Problem description ->
The lines from the first line of the entries through the line containing "# provide a point for each instance of the yellow" are to be repeated exactly, with both of those lines included.

Data extract ->
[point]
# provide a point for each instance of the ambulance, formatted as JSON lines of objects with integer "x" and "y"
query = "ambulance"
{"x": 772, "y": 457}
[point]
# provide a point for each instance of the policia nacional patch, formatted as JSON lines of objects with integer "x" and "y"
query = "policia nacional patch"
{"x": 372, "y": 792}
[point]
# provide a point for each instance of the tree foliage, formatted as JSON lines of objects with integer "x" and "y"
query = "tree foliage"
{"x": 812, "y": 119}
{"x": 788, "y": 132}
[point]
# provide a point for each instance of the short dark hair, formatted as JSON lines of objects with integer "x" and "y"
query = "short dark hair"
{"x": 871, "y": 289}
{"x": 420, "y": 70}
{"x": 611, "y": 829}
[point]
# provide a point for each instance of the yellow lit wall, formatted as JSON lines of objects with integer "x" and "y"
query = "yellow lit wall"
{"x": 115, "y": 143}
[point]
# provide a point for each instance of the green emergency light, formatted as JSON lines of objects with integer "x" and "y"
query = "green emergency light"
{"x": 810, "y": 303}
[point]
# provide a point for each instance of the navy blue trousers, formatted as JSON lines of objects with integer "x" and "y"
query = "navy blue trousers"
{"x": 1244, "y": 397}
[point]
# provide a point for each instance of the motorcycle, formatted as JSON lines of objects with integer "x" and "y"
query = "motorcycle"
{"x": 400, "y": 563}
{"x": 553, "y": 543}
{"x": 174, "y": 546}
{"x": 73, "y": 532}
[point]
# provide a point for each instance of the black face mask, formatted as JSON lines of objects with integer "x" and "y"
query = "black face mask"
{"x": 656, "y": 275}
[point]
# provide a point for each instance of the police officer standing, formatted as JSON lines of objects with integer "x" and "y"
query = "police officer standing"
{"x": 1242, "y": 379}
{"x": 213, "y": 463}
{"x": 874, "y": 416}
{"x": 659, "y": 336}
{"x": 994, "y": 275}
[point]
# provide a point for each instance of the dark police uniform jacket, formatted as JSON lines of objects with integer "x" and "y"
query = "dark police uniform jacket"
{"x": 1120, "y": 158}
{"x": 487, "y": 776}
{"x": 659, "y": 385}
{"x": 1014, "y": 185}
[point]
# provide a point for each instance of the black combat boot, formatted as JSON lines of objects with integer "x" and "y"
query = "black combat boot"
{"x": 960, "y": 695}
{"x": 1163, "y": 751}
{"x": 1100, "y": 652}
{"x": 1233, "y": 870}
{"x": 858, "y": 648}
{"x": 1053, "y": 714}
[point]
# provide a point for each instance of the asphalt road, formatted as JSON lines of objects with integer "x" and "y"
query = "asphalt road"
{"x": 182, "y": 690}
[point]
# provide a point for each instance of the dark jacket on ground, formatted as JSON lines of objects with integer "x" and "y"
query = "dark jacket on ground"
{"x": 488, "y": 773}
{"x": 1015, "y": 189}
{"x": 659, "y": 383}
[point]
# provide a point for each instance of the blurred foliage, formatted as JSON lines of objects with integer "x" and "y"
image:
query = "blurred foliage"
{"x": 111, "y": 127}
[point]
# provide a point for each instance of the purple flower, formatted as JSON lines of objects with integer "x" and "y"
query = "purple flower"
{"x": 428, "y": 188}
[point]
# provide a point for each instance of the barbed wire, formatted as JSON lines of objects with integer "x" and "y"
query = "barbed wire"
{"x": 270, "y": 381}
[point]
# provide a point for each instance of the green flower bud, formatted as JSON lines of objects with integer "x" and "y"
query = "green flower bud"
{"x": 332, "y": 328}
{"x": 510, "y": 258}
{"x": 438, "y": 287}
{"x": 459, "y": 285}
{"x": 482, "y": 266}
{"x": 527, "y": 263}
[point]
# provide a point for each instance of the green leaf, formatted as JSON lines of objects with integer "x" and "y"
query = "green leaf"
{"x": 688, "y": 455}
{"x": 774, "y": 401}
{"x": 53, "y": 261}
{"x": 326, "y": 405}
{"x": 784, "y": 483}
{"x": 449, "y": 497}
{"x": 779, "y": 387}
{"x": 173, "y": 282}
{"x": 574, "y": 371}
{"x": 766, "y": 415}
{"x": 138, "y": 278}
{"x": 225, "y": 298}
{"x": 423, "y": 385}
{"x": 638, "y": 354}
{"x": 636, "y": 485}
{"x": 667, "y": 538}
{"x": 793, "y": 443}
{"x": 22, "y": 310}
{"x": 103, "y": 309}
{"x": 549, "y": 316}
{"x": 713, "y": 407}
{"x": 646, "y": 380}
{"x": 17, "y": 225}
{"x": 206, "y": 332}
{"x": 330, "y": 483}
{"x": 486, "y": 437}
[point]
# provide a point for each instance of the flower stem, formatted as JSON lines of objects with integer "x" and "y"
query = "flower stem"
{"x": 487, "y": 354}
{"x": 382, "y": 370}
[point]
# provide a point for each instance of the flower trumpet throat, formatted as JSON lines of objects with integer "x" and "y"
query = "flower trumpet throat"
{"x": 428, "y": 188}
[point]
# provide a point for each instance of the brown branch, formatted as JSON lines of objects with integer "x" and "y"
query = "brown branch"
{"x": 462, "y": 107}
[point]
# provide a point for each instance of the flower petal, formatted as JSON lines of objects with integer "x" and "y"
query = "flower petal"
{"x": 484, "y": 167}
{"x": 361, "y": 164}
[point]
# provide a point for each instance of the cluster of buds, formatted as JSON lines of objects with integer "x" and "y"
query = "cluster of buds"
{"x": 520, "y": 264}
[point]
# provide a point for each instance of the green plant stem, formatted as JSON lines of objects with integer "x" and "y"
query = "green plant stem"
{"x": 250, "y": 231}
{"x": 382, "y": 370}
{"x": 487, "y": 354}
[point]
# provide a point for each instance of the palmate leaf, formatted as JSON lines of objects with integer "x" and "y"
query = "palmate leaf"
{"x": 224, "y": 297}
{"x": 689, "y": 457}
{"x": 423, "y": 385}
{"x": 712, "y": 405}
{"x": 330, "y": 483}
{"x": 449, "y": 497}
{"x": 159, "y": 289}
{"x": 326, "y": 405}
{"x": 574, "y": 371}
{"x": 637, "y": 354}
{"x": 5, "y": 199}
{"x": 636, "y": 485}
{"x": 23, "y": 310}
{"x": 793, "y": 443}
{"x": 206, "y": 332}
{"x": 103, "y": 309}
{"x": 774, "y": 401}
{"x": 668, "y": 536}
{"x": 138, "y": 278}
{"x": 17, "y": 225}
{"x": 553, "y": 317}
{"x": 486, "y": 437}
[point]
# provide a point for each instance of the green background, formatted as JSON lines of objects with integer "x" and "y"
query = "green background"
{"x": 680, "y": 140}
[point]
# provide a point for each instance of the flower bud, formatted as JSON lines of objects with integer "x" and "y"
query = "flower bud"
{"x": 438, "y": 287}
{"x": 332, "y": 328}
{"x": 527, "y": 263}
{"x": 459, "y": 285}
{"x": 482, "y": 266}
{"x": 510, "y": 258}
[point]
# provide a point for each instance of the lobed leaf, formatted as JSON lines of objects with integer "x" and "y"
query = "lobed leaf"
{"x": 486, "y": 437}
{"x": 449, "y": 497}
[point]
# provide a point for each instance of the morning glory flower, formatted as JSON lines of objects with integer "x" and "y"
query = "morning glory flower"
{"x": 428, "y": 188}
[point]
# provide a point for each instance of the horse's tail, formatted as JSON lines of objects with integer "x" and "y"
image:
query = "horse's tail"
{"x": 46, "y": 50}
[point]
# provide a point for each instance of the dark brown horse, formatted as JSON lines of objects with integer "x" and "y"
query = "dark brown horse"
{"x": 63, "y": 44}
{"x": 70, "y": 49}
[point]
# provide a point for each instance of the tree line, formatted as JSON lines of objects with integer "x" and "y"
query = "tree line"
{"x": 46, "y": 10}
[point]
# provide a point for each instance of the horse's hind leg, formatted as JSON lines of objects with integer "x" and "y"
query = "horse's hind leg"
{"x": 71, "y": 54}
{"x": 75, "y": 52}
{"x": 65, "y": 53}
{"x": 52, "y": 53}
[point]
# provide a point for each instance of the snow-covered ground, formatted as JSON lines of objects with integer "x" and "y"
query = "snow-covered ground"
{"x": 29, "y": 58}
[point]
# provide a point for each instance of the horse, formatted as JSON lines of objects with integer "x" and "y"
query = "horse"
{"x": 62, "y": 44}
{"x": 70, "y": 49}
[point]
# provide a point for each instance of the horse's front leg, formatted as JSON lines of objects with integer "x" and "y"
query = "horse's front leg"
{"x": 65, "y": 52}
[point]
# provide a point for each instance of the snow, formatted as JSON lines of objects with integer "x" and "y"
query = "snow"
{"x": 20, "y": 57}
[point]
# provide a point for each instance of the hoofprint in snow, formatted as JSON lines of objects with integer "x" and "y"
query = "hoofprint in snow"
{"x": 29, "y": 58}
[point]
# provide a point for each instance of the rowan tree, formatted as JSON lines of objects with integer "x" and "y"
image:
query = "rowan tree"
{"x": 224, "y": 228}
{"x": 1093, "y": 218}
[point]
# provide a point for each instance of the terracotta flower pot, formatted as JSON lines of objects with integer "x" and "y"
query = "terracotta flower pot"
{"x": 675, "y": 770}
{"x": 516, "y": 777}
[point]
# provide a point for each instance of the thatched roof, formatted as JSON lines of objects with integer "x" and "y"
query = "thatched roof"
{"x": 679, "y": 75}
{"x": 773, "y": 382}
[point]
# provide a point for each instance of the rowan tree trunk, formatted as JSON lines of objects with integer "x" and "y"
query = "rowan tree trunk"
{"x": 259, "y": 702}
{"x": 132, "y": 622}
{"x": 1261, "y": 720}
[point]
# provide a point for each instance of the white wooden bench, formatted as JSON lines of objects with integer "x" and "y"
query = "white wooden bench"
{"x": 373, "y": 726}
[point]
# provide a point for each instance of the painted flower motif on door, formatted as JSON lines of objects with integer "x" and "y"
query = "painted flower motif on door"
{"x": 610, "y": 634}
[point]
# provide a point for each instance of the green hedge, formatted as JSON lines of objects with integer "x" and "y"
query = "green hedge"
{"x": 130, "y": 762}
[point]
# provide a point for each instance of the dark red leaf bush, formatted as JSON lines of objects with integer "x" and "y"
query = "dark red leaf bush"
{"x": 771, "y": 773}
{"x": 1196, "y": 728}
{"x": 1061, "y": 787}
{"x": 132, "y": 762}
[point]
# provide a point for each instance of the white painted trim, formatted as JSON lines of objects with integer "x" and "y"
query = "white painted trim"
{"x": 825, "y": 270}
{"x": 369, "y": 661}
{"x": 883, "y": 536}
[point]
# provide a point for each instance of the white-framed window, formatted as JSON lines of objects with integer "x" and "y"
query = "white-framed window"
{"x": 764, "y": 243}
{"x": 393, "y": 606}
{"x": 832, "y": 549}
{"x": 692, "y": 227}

Exercise response ->
[point]
# provide a point for each instance of the ambulance, formatted as JSON lines of objects with integer "x" and "y"
query = "ambulance"
{"x": 772, "y": 457}
[point]
# provide a point for each instance of the policia nacional patch, formatted as JSON lines of objects with integer "x" and "y"
query = "policia nacional patch"
{"x": 372, "y": 792}
[point]
# provide a point for each instance of the tree foliage, formatted as JSON lines of objects with integer "x" and "y"
query = "tree foliage"
{"x": 812, "y": 119}
{"x": 788, "y": 132}
[point]
# provide a point for each instance of the short dark hair, formatted as JSON lines of objects with integer "x" and "y"
query = "short dark hair"
{"x": 871, "y": 289}
{"x": 420, "y": 70}
{"x": 611, "y": 829}
[point]
# provide a point for each instance of the yellow lit wall, formatted as JSON lines of objects with integer "x" and "y"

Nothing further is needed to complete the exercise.